◆ **WORK REQUIRED**
Pictures stay out of the copy. Transcribe exactly the lines from the line with "Query: man's gray hair" through the final line of the records.

◆ **Point-per-instance localization data**
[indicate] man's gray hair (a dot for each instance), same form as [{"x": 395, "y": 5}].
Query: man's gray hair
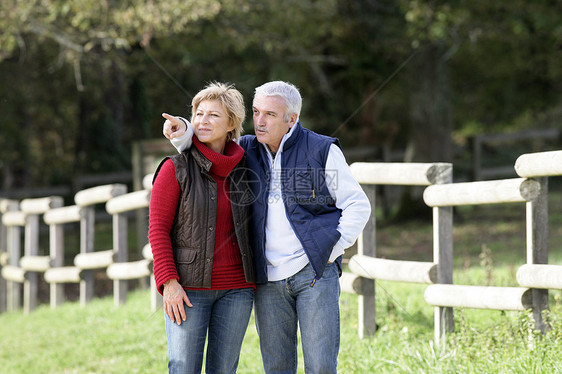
[{"x": 286, "y": 91}]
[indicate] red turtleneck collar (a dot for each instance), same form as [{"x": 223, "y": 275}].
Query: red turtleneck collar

◆ **YOUR SOLUTION**
Query: man's gray hair
[{"x": 286, "y": 91}]
[indicate] red turtleneck collar (a dot for each instance), same form as [{"x": 223, "y": 275}].
Query: red turtleneck collar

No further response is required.